Problem =
Line by line, repeat the material below exactly and skip the images.

-- Data for processing follows --

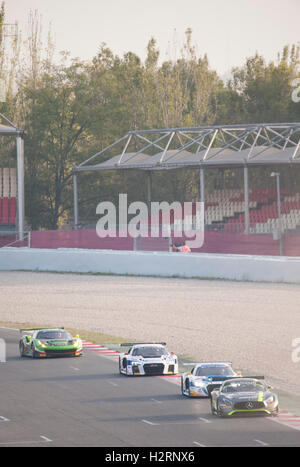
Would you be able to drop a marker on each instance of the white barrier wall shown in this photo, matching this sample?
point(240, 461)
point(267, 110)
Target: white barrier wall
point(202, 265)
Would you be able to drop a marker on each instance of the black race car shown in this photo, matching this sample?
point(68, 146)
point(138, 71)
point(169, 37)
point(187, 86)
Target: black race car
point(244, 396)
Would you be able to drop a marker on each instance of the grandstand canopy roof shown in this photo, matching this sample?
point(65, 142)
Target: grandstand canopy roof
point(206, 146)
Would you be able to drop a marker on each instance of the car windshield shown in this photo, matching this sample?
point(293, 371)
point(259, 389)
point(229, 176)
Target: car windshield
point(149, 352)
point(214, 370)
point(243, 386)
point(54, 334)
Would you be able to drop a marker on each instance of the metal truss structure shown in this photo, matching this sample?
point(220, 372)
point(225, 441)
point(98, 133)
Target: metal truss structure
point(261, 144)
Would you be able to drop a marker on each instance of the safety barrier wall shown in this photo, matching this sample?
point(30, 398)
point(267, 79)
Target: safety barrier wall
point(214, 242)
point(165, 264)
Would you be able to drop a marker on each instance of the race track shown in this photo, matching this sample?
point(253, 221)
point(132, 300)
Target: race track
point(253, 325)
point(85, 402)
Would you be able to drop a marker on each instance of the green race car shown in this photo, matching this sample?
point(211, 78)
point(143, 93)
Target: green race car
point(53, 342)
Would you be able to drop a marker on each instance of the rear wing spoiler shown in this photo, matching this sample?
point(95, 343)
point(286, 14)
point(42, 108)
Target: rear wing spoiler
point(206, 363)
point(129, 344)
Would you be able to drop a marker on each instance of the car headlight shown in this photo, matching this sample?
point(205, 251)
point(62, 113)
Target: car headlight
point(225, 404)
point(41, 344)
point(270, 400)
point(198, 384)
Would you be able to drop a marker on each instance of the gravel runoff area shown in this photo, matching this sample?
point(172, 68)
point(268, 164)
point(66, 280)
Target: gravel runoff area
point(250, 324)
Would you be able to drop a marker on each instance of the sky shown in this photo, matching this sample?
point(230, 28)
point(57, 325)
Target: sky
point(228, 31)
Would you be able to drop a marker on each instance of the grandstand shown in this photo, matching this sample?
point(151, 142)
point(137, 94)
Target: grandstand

-- Data for processing concluded --

Answer to this task =
Would you be able to drop a marker on each instance of the white barrier wall shown in this photo, matching this sample?
point(240, 461)
point(267, 110)
Target: white barrier wall
point(202, 265)
Would you be able to drop a marker on each instance of the black race car shown in this photo, matching this sample?
point(68, 146)
point(138, 71)
point(169, 37)
point(187, 86)
Target: black race car
point(244, 396)
Would you be able to drop a marker on each instance of the grandstand canopy roof shown in this photo, matching this sample?
point(65, 142)
Target: grandstand canopy roof
point(206, 146)
Would you be able to drop a marker on each instance of the car windshield shown in this photo, matching this sample?
point(293, 371)
point(259, 389)
point(229, 176)
Target: car windshield
point(149, 352)
point(214, 370)
point(243, 386)
point(54, 334)
Would you be able to drop a marker on each instance of the metal truss structure shown in this photo, matching this sample?
point(220, 372)
point(225, 441)
point(98, 133)
Target: metal truss structure
point(261, 144)
Would you be able to drop a marker on each instance of the safety barrier wall shown in this photo, matching this sample?
point(30, 398)
point(267, 79)
Target: safety barrier wall
point(214, 242)
point(165, 264)
Would you be able to drop a marker on each instance of the race track shown in this photo, matching this sample?
point(253, 221)
point(132, 300)
Target: race track
point(253, 325)
point(85, 402)
Would you be able to drop a marker on each instance of the green race car shown in this photo, matching this sample?
point(211, 78)
point(143, 93)
Target: green race car
point(53, 342)
Would you be able to drop a marker on each instance of the rear wing spoiler shown in this photo, matching this sample?
point(95, 343)
point(286, 14)
point(42, 108)
Target: rear wing spoiler
point(206, 363)
point(129, 344)
Would you be able to drop a marker on each instance of the car headlight shown in this photo, matching this sample?
point(205, 251)
point(62, 113)
Target: car headlight
point(225, 404)
point(41, 344)
point(270, 400)
point(198, 384)
Would you be able to drop a marker on each instance of the gravel runoff area shown in this photo, matching this sample?
point(172, 68)
point(268, 164)
point(66, 280)
Target: gravel runoff area
point(250, 324)
Would you be able to drop a marker on each instance of the sky shown in this photo, matching this sample?
point(230, 28)
point(57, 325)
Target: sky
point(228, 31)
Would you be able to drop a marker on each instance of the grandstand shown in this photo, matching this sample?
point(151, 142)
point(137, 94)
Target: grandstand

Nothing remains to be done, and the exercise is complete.